▸ **TEXT TO READ**:
<<<<

The energy shift is redrawing India’s economic map, but for coal belt workers in states like Jharkhand, the just transition is already collapsing under policy inaction
Even after three decades, the village of Manki in Jharkhand’s Chatra district still bears the marks of abandonment with its old houses and rusted electric poles. It was home to workers from a now-abandoned coal mine nearby. Today, the mine is buried under wild shrubs and red-flowering trees, with little evidence left of the 300-strong workforce it once employed.
Manki presages the future. Long before “just transition” became a global talking point, the village had already borne the brunt of its absence. Coal, though required for some more years to become a developed nation, will eventually decline as other forms of energy become cost efficient and have stable supply chains as India aspires to become net-zero by 2070. The economic imbalance between the states setting up green industries and coal-producing regions will exacerbate. As India’s economic geography changes, these regions risk being left behind without a clear transition roadmap.
The post-coal puzzle
Although coal currently powers 75% of India’s electricity, usage is expected to peak by 2040 and decline by 99% by 2060 to meet net zero goals, according to a CEEW study. This will impact a large portion of the population dependent on the coal economy. Jharkhand is the largest producer of coal in India, and employs close to 300,000 people directly in the coal sector — or 38% of India’s formal coal jobs.
Another million are indirectly dependent on coal, according to a study by the Center for Strategic and International Studies. Theirs is the informal economy where locals dig and collect coal, transport it on bikes or cycles, and sell it in nearby towns. Also, markets come up near mining areas, providing livelihood opportunities for grocers, hawkers, etc. And then, there are those employed by other big industries in the state like steel, iron and cement manufacturing that require a lot of coal power.
According to AK Rastogi, the head of Jharkhand’s Just Transition Task Force set up in 2022, 18 out of the state’s 24 districts are directly dependent on coal.
Unlike in other states like Gujarat, Rajasthan and Tamil Nadu, there aren’t enough new green projects in Jharkhand that can replace coal work, as of now. In fact, the state scores quite low when it comes to readiness and performance of power ecosystems in terms of renewable energy deployment, according to a report by Ember.
Among the 142 GW of renewable energy capacity coming up across India, Gujarat and Rajasthan together account for 58.3% of the capacity being built. Gujarat itself has attracted 3.07 lakh crore in investment for RE projects.
For this reason, over the past decade, India has seen a robust discussion on ensuring a just transition. Most have emphasised the need to prepare for this future when coal gets phased down. However, as India starts to close some coal mines, the country is already seeing what life without a just transition will look like.

>>>>

▸ **WHAT YOU NEED TO DO**:
A: How many lines in the rows below contain the string "backpack"? Treat uppercase and lowercase as different, and reply with the number alone.
B: Continue the article above on coal workers in Jharkhand, starting after its last sentence.

▸ **PROVIDED RECORDS**:

<<<<

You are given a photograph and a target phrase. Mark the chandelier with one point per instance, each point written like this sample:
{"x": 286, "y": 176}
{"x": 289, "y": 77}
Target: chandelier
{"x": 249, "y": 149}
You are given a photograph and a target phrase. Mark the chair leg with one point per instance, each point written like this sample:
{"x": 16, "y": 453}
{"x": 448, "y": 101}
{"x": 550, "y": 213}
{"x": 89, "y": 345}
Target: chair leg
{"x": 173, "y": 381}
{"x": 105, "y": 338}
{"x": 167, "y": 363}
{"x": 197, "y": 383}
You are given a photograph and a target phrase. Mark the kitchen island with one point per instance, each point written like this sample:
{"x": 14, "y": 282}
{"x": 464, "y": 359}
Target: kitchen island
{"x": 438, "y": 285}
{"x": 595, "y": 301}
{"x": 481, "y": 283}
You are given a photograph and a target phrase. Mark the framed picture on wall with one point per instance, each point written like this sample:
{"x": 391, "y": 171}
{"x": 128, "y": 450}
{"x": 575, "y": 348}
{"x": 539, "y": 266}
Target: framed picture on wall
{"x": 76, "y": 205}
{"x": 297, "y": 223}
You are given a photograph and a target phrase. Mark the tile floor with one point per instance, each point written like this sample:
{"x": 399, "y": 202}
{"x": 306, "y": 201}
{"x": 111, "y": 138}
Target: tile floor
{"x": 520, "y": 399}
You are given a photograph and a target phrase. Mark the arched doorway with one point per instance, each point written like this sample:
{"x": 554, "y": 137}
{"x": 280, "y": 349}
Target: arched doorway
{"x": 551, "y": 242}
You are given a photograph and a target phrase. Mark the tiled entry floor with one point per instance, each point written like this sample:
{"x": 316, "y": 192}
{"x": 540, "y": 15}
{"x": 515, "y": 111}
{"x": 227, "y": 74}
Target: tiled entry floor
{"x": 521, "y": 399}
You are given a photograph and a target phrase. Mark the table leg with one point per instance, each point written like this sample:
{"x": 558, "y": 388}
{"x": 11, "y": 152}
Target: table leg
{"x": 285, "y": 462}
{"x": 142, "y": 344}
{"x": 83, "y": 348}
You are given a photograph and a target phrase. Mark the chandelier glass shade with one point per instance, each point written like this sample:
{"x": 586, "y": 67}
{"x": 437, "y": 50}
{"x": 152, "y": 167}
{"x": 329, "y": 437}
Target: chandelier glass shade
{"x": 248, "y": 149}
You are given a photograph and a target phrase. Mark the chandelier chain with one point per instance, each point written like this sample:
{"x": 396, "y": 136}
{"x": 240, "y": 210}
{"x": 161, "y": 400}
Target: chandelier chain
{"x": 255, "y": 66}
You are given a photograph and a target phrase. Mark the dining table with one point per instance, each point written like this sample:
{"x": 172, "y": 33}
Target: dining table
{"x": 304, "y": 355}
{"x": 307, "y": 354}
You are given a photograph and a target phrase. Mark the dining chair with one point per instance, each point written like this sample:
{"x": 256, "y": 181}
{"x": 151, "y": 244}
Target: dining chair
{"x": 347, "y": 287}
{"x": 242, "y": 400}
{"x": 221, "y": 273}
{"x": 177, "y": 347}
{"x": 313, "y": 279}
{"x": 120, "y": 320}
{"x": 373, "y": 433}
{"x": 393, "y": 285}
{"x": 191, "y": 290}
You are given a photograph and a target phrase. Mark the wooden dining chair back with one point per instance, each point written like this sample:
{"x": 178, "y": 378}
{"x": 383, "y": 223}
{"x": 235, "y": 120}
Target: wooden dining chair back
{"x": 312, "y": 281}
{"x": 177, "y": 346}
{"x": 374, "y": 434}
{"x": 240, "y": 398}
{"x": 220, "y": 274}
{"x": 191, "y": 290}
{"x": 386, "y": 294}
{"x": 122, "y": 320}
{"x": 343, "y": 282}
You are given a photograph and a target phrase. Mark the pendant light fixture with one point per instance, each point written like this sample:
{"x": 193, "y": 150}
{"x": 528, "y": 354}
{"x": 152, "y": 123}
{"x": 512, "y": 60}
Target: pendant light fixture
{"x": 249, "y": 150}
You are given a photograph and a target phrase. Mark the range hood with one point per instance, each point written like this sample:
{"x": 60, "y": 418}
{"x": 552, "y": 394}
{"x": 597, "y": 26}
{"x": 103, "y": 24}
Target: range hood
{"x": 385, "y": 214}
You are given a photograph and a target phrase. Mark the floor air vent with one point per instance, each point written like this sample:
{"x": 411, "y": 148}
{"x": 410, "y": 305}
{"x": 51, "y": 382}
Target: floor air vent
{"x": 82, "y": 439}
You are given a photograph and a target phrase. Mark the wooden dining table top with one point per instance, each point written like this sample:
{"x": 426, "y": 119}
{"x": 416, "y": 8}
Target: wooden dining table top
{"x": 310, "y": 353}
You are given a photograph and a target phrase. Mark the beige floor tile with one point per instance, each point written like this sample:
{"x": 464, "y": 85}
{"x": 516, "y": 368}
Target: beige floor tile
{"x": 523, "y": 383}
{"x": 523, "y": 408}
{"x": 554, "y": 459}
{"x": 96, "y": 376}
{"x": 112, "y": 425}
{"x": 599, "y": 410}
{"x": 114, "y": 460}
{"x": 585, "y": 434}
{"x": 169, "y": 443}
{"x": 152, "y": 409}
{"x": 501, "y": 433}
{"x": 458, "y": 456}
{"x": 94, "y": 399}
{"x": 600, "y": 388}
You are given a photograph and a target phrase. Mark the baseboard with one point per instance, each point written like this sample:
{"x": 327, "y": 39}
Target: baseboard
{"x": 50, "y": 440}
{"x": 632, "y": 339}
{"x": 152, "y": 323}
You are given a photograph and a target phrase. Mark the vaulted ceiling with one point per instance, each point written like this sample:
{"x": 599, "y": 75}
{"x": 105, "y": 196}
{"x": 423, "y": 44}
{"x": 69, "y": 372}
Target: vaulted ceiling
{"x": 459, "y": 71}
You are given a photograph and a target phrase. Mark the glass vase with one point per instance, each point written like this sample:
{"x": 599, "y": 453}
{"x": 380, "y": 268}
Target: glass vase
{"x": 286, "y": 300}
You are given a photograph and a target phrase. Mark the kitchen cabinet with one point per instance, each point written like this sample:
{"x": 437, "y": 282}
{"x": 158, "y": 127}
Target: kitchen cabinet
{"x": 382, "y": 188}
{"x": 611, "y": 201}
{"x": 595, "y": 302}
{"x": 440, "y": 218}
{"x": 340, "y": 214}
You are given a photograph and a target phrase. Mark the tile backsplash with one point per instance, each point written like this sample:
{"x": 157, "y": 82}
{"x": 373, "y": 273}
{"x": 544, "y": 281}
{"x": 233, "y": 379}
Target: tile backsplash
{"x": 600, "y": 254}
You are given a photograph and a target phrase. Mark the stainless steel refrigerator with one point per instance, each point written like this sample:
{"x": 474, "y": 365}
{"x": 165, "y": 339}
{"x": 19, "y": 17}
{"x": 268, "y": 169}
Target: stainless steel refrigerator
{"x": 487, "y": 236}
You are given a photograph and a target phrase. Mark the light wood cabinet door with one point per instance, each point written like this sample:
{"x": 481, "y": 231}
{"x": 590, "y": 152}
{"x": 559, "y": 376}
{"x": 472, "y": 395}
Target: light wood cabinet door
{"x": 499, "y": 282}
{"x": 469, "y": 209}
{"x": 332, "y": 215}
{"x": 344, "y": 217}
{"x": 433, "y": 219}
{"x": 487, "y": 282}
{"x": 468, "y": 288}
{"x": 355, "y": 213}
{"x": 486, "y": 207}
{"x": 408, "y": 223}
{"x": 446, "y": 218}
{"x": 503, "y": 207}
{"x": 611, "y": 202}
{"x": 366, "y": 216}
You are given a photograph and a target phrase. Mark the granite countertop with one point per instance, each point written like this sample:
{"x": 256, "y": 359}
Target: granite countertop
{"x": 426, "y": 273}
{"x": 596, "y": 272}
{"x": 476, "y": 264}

>>>>
<<<<

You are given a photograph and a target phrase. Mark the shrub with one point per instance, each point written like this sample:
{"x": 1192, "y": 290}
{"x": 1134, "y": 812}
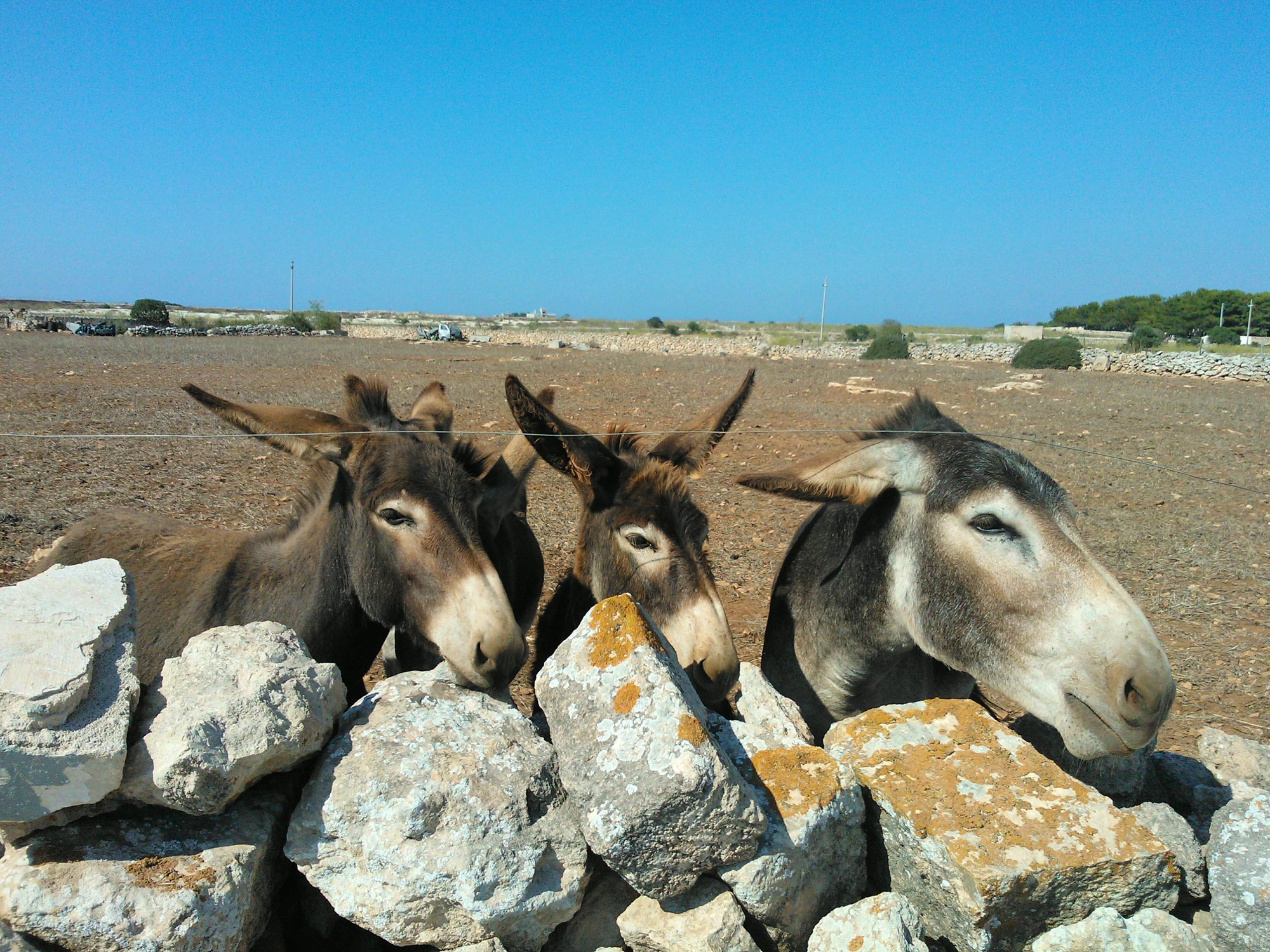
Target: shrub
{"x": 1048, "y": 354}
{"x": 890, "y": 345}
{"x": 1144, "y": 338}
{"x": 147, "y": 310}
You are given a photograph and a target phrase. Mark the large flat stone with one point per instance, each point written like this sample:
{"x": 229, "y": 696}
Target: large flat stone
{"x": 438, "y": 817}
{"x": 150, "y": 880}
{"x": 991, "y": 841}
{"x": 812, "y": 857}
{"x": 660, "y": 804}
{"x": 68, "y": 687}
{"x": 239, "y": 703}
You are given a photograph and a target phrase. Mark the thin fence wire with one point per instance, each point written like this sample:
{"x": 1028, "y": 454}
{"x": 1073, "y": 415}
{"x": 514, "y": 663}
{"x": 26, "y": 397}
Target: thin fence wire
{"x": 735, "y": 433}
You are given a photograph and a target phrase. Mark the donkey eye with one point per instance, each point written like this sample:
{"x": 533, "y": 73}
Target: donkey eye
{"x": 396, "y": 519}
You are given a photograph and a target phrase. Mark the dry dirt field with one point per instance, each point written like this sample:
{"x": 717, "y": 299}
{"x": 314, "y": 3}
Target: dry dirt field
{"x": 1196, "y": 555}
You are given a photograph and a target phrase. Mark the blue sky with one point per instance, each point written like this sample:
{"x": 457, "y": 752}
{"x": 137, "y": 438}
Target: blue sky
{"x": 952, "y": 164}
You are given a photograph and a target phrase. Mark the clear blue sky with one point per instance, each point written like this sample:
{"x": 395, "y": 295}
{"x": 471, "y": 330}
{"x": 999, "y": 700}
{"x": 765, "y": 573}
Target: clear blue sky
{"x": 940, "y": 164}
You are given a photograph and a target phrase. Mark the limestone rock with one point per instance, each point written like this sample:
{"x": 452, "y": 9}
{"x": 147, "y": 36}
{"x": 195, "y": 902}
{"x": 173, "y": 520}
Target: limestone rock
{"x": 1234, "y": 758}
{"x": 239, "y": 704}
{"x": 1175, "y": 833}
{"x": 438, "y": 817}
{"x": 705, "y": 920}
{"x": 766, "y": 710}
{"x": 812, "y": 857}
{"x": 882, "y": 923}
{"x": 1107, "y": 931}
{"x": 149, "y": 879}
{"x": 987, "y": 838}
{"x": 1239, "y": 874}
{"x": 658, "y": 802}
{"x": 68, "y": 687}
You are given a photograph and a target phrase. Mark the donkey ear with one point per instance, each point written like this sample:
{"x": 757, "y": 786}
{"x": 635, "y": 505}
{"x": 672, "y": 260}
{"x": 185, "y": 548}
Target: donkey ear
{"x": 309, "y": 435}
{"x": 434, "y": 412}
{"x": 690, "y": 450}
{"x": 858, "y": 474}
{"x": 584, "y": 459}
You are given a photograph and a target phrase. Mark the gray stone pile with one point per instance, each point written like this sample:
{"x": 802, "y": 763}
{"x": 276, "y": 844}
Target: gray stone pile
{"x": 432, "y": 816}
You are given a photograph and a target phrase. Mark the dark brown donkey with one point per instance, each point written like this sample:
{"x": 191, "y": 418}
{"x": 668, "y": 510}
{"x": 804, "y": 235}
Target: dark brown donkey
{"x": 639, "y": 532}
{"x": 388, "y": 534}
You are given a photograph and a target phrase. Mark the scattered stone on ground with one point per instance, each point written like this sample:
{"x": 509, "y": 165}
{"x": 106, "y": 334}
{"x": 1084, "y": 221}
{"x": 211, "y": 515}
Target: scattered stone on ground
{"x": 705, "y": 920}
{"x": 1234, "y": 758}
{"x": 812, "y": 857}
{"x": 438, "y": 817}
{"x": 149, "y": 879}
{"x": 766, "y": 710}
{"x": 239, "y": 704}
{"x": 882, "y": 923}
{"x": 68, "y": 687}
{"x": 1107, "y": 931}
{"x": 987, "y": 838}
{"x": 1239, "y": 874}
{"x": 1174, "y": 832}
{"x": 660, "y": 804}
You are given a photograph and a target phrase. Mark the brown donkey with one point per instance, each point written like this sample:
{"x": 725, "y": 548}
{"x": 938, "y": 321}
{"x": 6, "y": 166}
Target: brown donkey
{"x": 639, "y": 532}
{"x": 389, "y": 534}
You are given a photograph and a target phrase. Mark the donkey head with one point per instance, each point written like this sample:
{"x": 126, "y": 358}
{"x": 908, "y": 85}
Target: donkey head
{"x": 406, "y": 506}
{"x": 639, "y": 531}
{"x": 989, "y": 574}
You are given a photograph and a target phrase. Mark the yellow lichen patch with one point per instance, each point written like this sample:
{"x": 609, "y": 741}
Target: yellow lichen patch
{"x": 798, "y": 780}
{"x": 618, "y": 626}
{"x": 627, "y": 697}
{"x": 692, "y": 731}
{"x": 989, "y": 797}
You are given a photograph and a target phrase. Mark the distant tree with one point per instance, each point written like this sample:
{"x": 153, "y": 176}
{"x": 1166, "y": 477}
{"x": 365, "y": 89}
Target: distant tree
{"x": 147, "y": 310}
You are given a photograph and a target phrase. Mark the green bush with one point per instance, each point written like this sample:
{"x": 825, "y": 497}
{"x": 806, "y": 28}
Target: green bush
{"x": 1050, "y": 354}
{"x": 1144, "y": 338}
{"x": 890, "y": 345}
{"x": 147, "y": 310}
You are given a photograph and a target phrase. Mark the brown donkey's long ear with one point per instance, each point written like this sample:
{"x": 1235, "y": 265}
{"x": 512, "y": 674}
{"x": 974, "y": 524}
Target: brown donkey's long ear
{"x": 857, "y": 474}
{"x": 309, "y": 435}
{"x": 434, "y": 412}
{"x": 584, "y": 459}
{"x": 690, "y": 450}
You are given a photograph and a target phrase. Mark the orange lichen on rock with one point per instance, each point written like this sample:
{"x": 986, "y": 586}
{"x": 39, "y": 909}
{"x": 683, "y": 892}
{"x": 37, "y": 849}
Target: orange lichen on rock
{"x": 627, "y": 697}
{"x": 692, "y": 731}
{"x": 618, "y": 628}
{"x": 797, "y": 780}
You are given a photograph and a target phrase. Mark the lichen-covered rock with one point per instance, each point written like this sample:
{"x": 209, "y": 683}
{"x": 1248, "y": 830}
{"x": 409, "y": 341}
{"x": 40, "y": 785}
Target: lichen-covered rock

>>>>
<<<<

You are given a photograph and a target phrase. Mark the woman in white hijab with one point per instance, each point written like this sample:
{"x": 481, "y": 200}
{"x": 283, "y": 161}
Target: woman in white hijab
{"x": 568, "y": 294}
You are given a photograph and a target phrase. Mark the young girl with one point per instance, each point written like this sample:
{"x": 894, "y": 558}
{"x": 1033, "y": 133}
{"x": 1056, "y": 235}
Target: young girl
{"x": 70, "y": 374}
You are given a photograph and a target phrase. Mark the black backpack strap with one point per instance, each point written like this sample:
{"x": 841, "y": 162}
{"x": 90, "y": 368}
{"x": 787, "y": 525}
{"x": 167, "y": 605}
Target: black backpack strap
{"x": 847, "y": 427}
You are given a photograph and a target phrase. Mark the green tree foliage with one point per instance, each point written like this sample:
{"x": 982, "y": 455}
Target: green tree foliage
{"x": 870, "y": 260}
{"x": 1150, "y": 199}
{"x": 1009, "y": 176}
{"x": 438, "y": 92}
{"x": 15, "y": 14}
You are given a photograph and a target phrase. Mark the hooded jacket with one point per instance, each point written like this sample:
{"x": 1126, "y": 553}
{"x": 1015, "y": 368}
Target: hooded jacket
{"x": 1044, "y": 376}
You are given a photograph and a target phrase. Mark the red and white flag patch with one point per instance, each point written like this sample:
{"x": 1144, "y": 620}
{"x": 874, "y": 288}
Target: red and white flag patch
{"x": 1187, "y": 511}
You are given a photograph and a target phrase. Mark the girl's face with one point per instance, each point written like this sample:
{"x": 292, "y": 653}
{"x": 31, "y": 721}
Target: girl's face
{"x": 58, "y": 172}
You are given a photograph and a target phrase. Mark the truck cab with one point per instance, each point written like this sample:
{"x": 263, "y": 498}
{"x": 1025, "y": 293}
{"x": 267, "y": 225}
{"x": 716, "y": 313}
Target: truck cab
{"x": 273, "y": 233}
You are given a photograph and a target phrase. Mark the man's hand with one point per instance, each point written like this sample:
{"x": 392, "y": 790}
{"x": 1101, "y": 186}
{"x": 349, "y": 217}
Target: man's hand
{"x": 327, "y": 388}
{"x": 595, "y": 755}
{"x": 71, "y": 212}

>>>>

▸ **EXERCISE RESULTS**:
A: 2

B:
The east-west divide
India’s economic geography for energy is changing as renewables grow. Out of the 220 GW of installed renewables capacity, solar has the lion’s share at 105 GW. Most of the solar parks are coming up in the western region of India in Gujarat and Rajasthan, while wind energy is also mostly concentrated in Gujarat and Tamil Nadu. Hydel power is mostly in the hills.
Related industries like solar equipment manufacturers are also concentrated mostly in Gujarat, Rajasthan, Maharashtra, Telangana, and Andhra Pradesh and Tamil Nadu. This has left coal-dependent states like Jharkhand seeking a new economic engine for their post-coal future.
“Technological transition will happen in western India, in terms of energy. In the east, the energy sector will gradually shut down. The problem is that the human resources are getting deprived in the east, where the just transition should have happened,” says Suprio Basu, who was formerly associated with the Just Transition Research Centre at IIT Kanpur.
The main challenge lies in coming up with a model of just transition that encompasses the coal regions, as the transition has to happen for whole townships that are dependent on the coal economy, according to Basu. Around 21 million people in India are dependent on the coal economy, found this iForest study.
“The informal coal economy will be hampered much more. In Jharkhand, you can see people ferrying coal on bikes and cycles. Beyond these, there are other players involved. All their livelihoods are dependent on coal. What will they do?” he says.
One single model of just transition is not going to work, according to Rastogi. There is a need to find localised solutions. “We have to look for alternatives that are district specific, and will depend on capacity. For example, East Singbhum district has potential for becoming an automotive and green hydrogen hub, while Chatra district — known for growing tomatoes — has potential to set up agro-processing centres,” he says.
Another issue is that there are a lot of inactive mines that haven’t been closed officially, so these areas cannot be reclaimed for other purposes, says Rastogi. He hopes that the new mine closure guidelines released by the Coal Ministry in January 2025 will speed up the process.
“Once mines are closed, then the process of reclamation, environmental rehabilitation and repurposing of these areas will lead to emergence of new opportunities for local people,” he says.
Another important factor is that people in active coal belts aren’t poor, so local communities don’t want change, according to Basu. “When there is such high cash flow in coal belts, it is challenging to implement a just transition, asking people to switch to other forms of livelihood. Unlike the Sundarbans, where there is a lot of poverty, it is easier to convince locals to agree to alternative income initiatives,” says Basu.
Although Jharkhand has one of the lowest per capita income levels in the country, it is abundant in both human and natural resources. “Jharkhand houses 15% of India’s critical minerals like copper, nickel, graphite, silicon, lithium, required for energy transition. Then there’s the possibility of capturing methane being released from mines. With the presence of hard-to-abate industries like steel and cement, producing hydrogen can be another alternative,” says Ashwani Ashok, director of just transition at the think-tank Center for Environment and Energy Development (CEED).
He also emphasised the non-coal opportunities from renewables, to biomass, pumped hydro, and waste to energy fuel. According to him, if Jharkhand — which does not have huge electricity demand — utilises a fraction of its energy potential, it can be an exporter of energy.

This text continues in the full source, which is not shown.